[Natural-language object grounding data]

——————————

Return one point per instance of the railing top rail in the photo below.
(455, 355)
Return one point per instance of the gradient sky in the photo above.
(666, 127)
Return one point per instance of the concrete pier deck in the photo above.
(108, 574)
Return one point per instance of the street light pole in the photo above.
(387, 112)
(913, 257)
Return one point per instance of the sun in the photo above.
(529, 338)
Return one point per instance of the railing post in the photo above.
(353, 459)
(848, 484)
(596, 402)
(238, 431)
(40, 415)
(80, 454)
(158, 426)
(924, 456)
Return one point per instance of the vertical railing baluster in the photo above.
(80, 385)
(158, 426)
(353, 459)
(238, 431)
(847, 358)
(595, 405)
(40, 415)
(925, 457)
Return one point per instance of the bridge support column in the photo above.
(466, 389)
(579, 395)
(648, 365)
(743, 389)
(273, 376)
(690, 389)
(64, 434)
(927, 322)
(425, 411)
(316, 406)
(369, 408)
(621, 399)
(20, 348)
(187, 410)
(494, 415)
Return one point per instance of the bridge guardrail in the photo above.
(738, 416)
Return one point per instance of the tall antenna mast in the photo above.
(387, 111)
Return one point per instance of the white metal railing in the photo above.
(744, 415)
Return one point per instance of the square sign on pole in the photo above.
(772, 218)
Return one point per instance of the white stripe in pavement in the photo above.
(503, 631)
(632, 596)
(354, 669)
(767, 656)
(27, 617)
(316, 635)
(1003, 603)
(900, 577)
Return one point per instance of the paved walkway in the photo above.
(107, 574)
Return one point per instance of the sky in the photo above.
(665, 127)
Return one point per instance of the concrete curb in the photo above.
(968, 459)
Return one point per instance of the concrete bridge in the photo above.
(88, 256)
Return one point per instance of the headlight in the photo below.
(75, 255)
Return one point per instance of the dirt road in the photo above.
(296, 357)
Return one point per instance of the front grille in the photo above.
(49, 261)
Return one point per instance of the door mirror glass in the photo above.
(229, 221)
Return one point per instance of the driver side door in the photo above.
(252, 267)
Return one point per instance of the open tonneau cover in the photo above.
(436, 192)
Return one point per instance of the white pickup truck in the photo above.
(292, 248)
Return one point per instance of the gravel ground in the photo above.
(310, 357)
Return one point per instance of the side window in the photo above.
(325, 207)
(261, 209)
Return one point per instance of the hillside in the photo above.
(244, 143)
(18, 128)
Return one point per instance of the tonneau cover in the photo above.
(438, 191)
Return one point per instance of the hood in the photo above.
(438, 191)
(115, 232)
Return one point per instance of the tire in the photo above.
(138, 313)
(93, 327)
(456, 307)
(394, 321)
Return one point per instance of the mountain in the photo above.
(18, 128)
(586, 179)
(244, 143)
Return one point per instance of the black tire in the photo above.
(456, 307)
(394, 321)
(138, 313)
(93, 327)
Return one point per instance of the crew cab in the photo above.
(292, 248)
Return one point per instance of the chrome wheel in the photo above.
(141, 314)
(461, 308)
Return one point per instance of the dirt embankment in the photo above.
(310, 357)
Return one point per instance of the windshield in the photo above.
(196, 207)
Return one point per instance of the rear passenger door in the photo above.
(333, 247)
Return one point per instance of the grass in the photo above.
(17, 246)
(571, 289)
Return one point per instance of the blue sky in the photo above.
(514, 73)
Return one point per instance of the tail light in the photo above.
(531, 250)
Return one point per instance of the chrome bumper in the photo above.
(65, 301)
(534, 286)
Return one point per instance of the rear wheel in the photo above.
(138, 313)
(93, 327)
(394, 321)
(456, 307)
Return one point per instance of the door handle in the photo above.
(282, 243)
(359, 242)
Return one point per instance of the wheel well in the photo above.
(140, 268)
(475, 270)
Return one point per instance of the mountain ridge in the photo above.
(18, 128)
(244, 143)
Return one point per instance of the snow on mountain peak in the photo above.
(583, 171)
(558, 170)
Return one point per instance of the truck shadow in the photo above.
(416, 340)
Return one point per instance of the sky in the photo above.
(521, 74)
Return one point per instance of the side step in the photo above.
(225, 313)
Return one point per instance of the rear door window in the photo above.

——————————

Set every record down again, exactly as given.

Return one point per instance of the railing top rail in the photo below.
(455, 355)
Return one point per instance of the gradient sky in the photo above.
(666, 127)
Return one point per instance of the concrete pier deck in the photo above.
(108, 574)
Return one point per instance of the street light pole in the photo above.
(387, 112)
(913, 257)
Return one point per instance of the sun in the photo above.
(529, 338)
Return one point per instance of the railing post in the photo above.
(353, 459)
(848, 484)
(596, 402)
(238, 431)
(40, 415)
(80, 454)
(158, 426)
(924, 456)
Return one point per instance of the vertical railing baluster in the photo above.
(80, 385)
(158, 426)
(353, 459)
(238, 431)
(847, 358)
(595, 405)
(40, 415)
(925, 457)
Return one point per instance of the bridge support column in the photo above.
(466, 389)
(579, 395)
(648, 365)
(743, 389)
(273, 376)
(690, 389)
(64, 434)
(927, 322)
(425, 411)
(316, 406)
(369, 408)
(621, 399)
(20, 348)
(187, 410)
(494, 415)
Return one point per instance of the bridge guardrail in the photo above.
(738, 416)
Return one point per instance of the tall antenna mast in the photo above.
(387, 111)
Return one point per instance of the white metal railing in the photo above.
(744, 415)
Return one point per instance of the square sign on pole in the photo above.
(772, 218)
Return one point per instance of the white stripe in pavement in the photo above.
(503, 631)
(632, 596)
(354, 669)
(767, 656)
(27, 617)
(316, 635)
(1003, 603)
(900, 577)
Return one point per instance of the paved walkway in the photo above.
(107, 574)
Return one point per instance of the sky in the photo above.
(665, 127)
Return one point per instance of the concrete curb in the photo above.
(968, 459)
Return one point per instance of the concrete bridge in the photo above.
(88, 256)
Return one point per instance of the headlight in the photo below.
(75, 255)
Return one point per instance of the dirt road in the photo above.
(296, 357)
Return one point per instance of the front grille in the photo above.
(49, 261)
Return one point per instance of the door mirror glass in the photo above.
(229, 221)
Return one point per instance of the driver side door in the photo above.
(252, 267)
Return one point per instance of the open tonneau cover in the photo above.
(436, 192)
Return one point per instance of the white pickup truck in the photo above.
(292, 248)
Return one point per instance of the gravel ground in the photo above.
(310, 357)
Return one point per instance of the side window in the photo above.
(325, 207)
(261, 209)
Return one point per instance of the hillside in the photo above.
(244, 143)
(18, 128)
Return one point per instance of the tonneau cover in the photo above.
(438, 191)
Return one point per instance of the hood in the photo above.
(438, 191)
(115, 232)
Return one point per instance of the tire in the photo above.
(138, 313)
(93, 327)
(456, 307)
(394, 321)
Return one point per instance of the mountain in the photo above.
(18, 128)
(586, 179)
(244, 143)
Return one point per instance of the black tire in the photo above.
(456, 307)
(394, 321)
(138, 313)
(93, 327)
Return one point per instance of the crew cab in the photo above.
(292, 248)
Return one point per instance of the chrome wheel in the photo above.
(141, 314)
(461, 308)
Return one point per instance of the dirt embankment in the photo above.
(310, 357)
Return one point per instance of the windshield in the photo above.
(196, 207)
Return one point per instance of the rear passenger door in the photo above.
(333, 247)
Return one point per instance of the grass in the photo above.
(17, 246)
(571, 289)
Return one point per instance of the blue sky in the photo above.
(514, 73)
Return one point per instance of the tail light in the photo above.
(531, 250)
Return one point per instance of the chrome bumper in the photo above.
(65, 301)
(534, 286)
Return one point per instance of the rear wheel in the photo above.
(138, 313)
(93, 327)
(394, 321)
(456, 307)
Return one point per instance of the door handle in the photo above.
(282, 243)
(359, 242)
Return one point per instance of the wheel well in the photo above.
(140, 268)
(475, 270)
Return one point per instance of the mountain ridge in the photo above.
(18, 128)
(244, 143)
Return one point per instance of the snow on mountain peak in the photo above.
(583, 171)
(558, 170)
Return one point per instance of the truck shadow in the photo above.
(416, 340)
Return one point per instance of the sky in the photo above.
(521, 74)
Return one point per instance of the side step in the photo above.
(225, 313)
Return one point per instance of the rear door window in the photo above.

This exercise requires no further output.